I don't know how it is in your country; he says, in a blatant attempt to have an excuse to mention his mahoosive* audience in the US, Germany, and the Ukraine; but in the UK, when you near the end of Primary School (age 11), you are taken on what is called an induction visit to the school you will be attending for next, and final, five years of compulsory education.

Or at least, that's what happened when I was a lad. It's probably all changed now, most things have. Anyway, this is the tale of what happened when I went on my induction trip. Enjoy. Or at least do your best to fake a fair approximation of enjoyment. For me, yeah?

It had been decided, via whatever arcane sorcery is used to decide these things, that the school I would attend would be a little place called Parkside Comprehensive School. Now Parkside was a little bit unique (I KNOW THAT DOESN'T MAKE SENSE DON'T SHOUT AT ME) as Comprehensive schools go, in that it was split over two separate locations; not a few streets away or even on opposite sides of town, but in two separate towns.

The first two years would attend classes in one town and then years 3-5, or 9-11 as we were constantly told we must refer to them; this being just about the time that that whole new numbering system was being implemented; would attend classes in the larger complex in the other town.

Now you would think that since the point of an induction visit is to get you acquainted with the world you're about to enter, we would visit the complex that took first years. However, the teachers were boxing a bit clever, and in what I'm sure was just an attempt to save on bus fuel it was decided that all of the local Primary schools would take their pupils to whichever complex was nearest. Which meant my class would go to the larger complex. Which meant I shat my pants.

Now, the idea of going somewhere I'd never been, to meet people I'd never met, who would essentially be controlling my life for the next 5 years, would have been anxiety inducing enough to have me waking up in the night in a cold sweat for weeks in advance; which meant I really didn't need anything else to worry about on top. I had it though, in the shape of a little thing called 'oh shit, what if I give the game away paranoia.

You see, the school we were about to visit was this school, and the events in question were still very much fresh in my mind. The whole thing was doing my anxiety no good at all.

The big day arrived and we all trooped from one school to the other; single file, teacher at either end of the train, hold hands to cross the road, stop sniggering back there boy; and when we arrived we were met by one of the most intimidating figures I've ever known. He was the Head, whom I shall call Mr J, and I can't tell you why we all felt such instant fear when we met him. He was tall, dressed really smartly, had a head of silver hair, and was incredibly well spoken, so perhaps we thought he was a Bond villain, but I don't recall him doing anything particularly nasty or strict. In fact, I don't recall much of anything about him, because he was always a big fan of delegation, leaving his Department heads and heads of year to do all that awful 'dealing with kids' malarkey.

▶ **DATASET EXTRACT**:
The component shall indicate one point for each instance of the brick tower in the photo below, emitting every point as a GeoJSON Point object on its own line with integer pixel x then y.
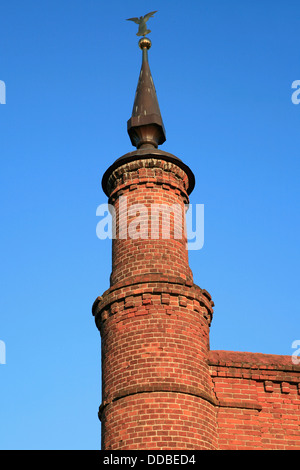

▶ **PROBLEM SET**:
(a) In the induction visit story, what was the name of the school the narrator was going to attend?
(b) Resume the induction visit story from its final sentence.
The material plays no part in what follows.

▶ **EXPECTED RESULTS**:
(a) Parkside Comprehensive School.

(b)
We were split up into groups and told that each group would only be touring a fraction of the school. This boosted my spirits somewhat; what were the chances that I would be in the group that...oh, home economics you say? And that', right. So the kitchens then? Brilliant.
They've knocked down and rebuilt huge swathes! Didn't recognise the place. That's the spot though.
My arse has never been clenched so tight in all my days. We went through the doors and my eyes went straight to the spot where we'd taken the microwave (it had been replaced) before swiveling to the window we'd come in through (it had been repaired) and then, in a fit of panic, to the teacher doing the tour to make sure he wasn't looking at me (he wasn't).

You see, in my head, this was all too much of a coincidence. The fact that we had come to this school rather than the one we'd actually be attending, the fact that I just happened to be on the group that came to this particular section of the school; I was convinced it was some weird, elaborate sting operation to out me as the great microwave thief of Olde Willington Towne. Nonsense, obviously, but the mind will play tricks.

We spent half a day in those bloody kitchens, baking cupcakes. Now I liked cupcakes as much as the next pre-pubescent boy but I couldn't quite get into the spirit of the exercise. Can't think why.

And that's the tale of what happened to me when I went on an induction visit to a school I wasn't even due to start at for another two years. I hope it wasn't too boring. And if it was, keep it to yourself, yeah? There's no need to hurt anyone's feelings. Tata for now.

*Given that non-English speaking readers are probably relying on google translate or similar, I should probably tone down the made up words, eh? Although when you think about it, aren't all words 'made up'? If they weren't, we'd all be pointing at trees and saying Ug, am I right?